The New Guinea Commemorative Cross (Nieuw-Guinea Herinneringskruis) is a military award of the Netherlands. The New Guinea Commemorative Cross was instituted by Queen Juliana by Royal Decree on 29 September 1962. The medal was awarded to members of the Netherlands Armed Forces the Royal Netherlands East Indies Army, to recognize at least three months of service in Dutch New Guinea and adjacent waters between 28 December 1949 and 23 November 1962. Recipients who were engaged in hostile military action during the Indonesian campaign of infiltration were awarded a clasp with the year 1962.

==Criteria==
The New Guinea Commemorative Cross was awarded to members of the Netherlands Armed Forces and the Royal Netherlands East Indies Army. To qualify, service must have been for at least three months between 28 December 1949 and 23 November 1962 in Dutch New Guinea or the surrounding waters. Individuals whose service qualified them for a clasp did not have to serve the full three months to be eligible for the medal.

**Data extract:**
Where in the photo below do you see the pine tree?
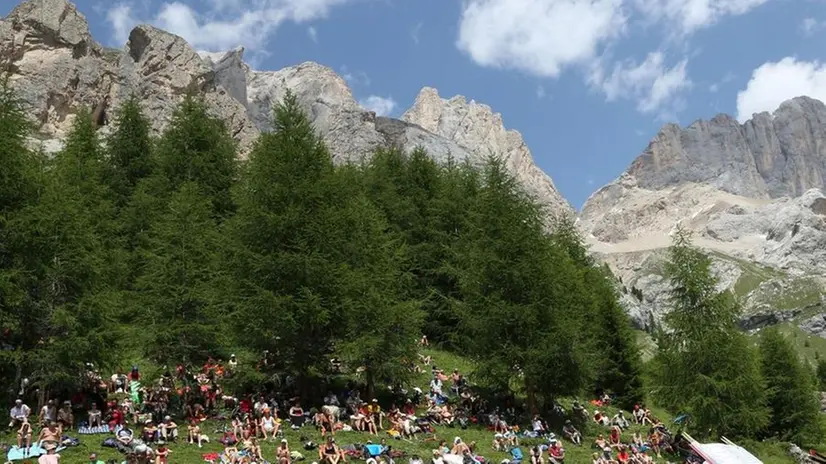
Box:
[815,358,826,391]
[654,230,769,437]
[106,95,153,206]
[336,195,422,397]
[759,329,823,445]
[0,75,41,400]
[157,95,238,217]
[230,94,349,392]
[586,270,645,410]
[460,159,593,409]
[136,182,227,364]
[23,111,123,389]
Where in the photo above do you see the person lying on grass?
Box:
[258,408,281,440]
[88,403,103,427]
[158,416,178,441]
[37,421,62,444]
[562,420,582,446]
[141,419,158,443]
[275,438,290,464]
[318,435,341,464]
[548,438,565,464]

**To do:**
1. Summarize the text on the New Guinea Commemorative Cross in two sentences.
2. Continue the text on the New Guinea Commemorative Cross from the point where it stops.

**Answers by task:**
1. The New Guinea Commemorative Cross is a Dutch military award instituted by Queen Juliana by Royal Decree on 29 September 1962 for members of the Netherlands Armed Forces and the Royal Netherlands East Indies Army who served at least three months in Dutch New Guinea or its surrounding waters between 28 December 1949 and 23 November 1962. Those engaged in hostile military action during the Indonesian campaign of infiltration received a clasp with the year 1962, and anyone whose service qualified for that clasp could receive the medal without completing the full three months.

2.
Initially, the cross was only awarded for service in 1962. However in 1992, the award period was revised to cover service from 1958 to 1962. In 1994, it was changed again to cover 1949 to 1962.

==Appearance==
The New Guinea Commemorative Cross is a four-armed cross of gold-coloured metal. The vertical arms are longer than the horizontal arms. On the obverse of the cross centered at the intersection of the arms is a circular medallion with faceted five-pointed star, in relief. Surrounding the star are the words NEDERLAND NIEUW GUINEA (Netherlands New Guinea). The medallion is surmounted by the royal crown. On the reverse of the cross is a corresponding circular medallion of equal size bearing the Dutch lion rampant, also surmounted by a royal crown.

The cross hangs from a silk ribbon with narrow stripes of red at the edges, white, and blue bordering the green central stripe. On the full sized medal, the clasp is worn centered on the suspension ribbon, above the cross. Those who are entitled to the clasp were a single five-pointed gold star on the undress ribbon, when medals are not worn.